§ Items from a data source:
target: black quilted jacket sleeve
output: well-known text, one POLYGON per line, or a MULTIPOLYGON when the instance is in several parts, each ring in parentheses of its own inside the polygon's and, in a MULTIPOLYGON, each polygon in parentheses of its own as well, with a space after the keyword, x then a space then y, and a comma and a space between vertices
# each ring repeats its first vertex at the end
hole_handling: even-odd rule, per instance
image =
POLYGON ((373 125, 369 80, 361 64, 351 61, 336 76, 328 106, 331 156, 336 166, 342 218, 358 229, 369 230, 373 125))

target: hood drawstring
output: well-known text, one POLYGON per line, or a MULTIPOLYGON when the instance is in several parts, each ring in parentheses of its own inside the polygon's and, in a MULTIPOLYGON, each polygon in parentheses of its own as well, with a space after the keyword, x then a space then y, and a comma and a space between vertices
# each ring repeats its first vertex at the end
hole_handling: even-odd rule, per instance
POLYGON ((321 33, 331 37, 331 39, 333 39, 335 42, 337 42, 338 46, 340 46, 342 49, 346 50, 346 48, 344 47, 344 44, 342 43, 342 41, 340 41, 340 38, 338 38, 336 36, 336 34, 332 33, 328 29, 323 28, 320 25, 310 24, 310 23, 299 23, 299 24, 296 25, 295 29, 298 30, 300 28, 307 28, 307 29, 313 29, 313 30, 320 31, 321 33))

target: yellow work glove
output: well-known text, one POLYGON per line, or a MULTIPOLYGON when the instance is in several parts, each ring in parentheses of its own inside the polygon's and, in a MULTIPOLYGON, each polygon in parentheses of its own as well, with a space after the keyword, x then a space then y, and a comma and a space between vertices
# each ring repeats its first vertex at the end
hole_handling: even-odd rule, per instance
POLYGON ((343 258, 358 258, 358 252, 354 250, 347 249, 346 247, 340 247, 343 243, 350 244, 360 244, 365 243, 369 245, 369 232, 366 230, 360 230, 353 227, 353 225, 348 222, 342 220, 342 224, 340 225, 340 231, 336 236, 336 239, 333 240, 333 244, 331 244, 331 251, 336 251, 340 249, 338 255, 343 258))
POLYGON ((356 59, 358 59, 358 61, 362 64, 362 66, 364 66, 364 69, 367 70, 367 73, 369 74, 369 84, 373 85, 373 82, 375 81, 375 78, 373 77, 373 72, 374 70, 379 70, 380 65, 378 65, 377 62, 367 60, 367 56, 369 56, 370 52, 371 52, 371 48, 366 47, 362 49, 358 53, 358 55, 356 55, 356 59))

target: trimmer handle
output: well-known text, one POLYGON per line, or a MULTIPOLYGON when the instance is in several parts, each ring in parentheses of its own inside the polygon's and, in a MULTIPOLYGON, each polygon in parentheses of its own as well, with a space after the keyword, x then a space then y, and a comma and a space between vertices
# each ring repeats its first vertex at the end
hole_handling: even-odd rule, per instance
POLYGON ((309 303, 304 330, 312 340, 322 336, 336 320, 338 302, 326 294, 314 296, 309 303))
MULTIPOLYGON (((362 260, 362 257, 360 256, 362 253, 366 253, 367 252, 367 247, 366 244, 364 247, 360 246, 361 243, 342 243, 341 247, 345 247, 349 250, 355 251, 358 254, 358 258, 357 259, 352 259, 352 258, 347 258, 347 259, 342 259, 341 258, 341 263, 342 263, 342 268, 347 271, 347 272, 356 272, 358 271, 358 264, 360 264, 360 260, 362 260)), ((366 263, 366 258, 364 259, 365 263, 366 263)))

§ PROBLEM: An exact retyping of every line in the records is needed.

§ REPLY:
target: black quilted jacket sleeve
output: well-known text, one POLYGON per line, or a MULTIPOLYGON when the instance is in several parts, each ring in parentheses of its own inside the polygon's and, in a MULTIPOLYGON, each polygon in parentheses of its own as well, with a space after the keyword, x then a space then y, and a comma and a space between vertices
# each ring repeats its first vertex at the end
hole_handling: even-odd rule, per instance
image =
POLYGON ((373 125, 369 80, 361 64, 351 61, 336 76, 328 106, 331 156, 336 166, 342 218, 358 229, 369 230, 373 125))

target: hood drawstring
output: well-known text, one POLYGON per line, or a MULTIPOLYGON when the instance is in several parts, each ring in parentheses of its own inside the polygon's and, in a MULTIPOLYGON, each polygon in parentheses of its own as well, with a space after the keyword, x then a space then y, and a comma and a space between vertices
# each ring repeats its first vertex at the end
hole_handling: even-odd rule, per instance
POLYGON ((321 33, 331 37, 331 39, 333 39, 335 42, 337 42, 338 46, 340 46, 342 49, 346 50, 346 48, 344 47, 344 44, 342 43, 342 41, 340 41, 340 38, 338 38, 336 36, 336 34, 332 33, 328 29, 323 28, 320 25, 310 24, 310 23, 299 23, 299 24, 296 25, 295 29, 298 30, 300 28, 307 28, 307 29, 313 29, 313 30, 320 31, 321 33))

target: yellow work glove
output: well-known text, one POLYGON per line, or a MULTIPOLYGON when the instance is in several parts, each ring in parentheses of its own inside the polygon's and, in a MULTIPOLYGON, each polygon in parentheses of its own as well, with a space after the keyword, x then a space then y, and a comma and a space between vertices
# each ring repeats its first vertex at the end
hole_handling: even-odd rule, per instance
POLYGON ((343 258, 358 258, 358 252, 354 250, 347 249, 346 247, 340 247, 343 243, 350 244, 360 244, 365 243, 369 245, 369 232, 366 230, 360 230, 353 227, 353 225, 348 222, 342 220, 342 224, 340 225, 340 231, 336 236, 336 239, 333 240, 333 244, 331 244, 331 251, 336 251, 340 249, 338 255, 343 258))
POLYGON ((356 59, 358 59, 358 61, 362 64, 362 66, 364 66, 364 69, 367 70, 367 73, 369 74, 369 84, 373 85, 373 82, 375 81, 375 78, 373 77, 373 72, 374 70, 379 70, 380 65, 378 65, 377 62, 367 60, 367 56, 369 56, 370 52, 371 52, 371 48, 366 47, 362 49, 358 53, 358 55, 356 55, 356 59))

target: trimmer handle
output: well-known text, one POLYGON per line, or a MULTIPOLYGON when the instance is in several parts, each ring in parentheses of its own inside the polygon's and, in a MULTIPOLYGON, each polygon in parentheses of its own as well, with a space after the keyword, x then a space then y, and a comma and a space between vertices
# each ring repeats its first vertex at the end
hole_handling: even-odd rule, per instance
POLYGON ((309 303, 304 330, 312 340, 322 336, 336 320, 338 302, 326 294, 314 296, 309 303))
MULTIPOLYGON (((362 260, 362 257, 360 256, 362 253, 366 253, 367 252, 367 247, 366 244, 364 247, 360 246, 361 243, 342 243, 341 247, 345 247, 349 250, 355 251, 358 254, 358 258, 357 259, 352 259, 352 258, 347 258, 347 259, 342 259, 341 258, 341 263, 342 263, 342 268, 347 271, 347 272, 356 272, 358 271, 358 264, 360 264, 360 260, 362 260)), ((366 263, 366 258, 364 259, 365 263, 366 263)))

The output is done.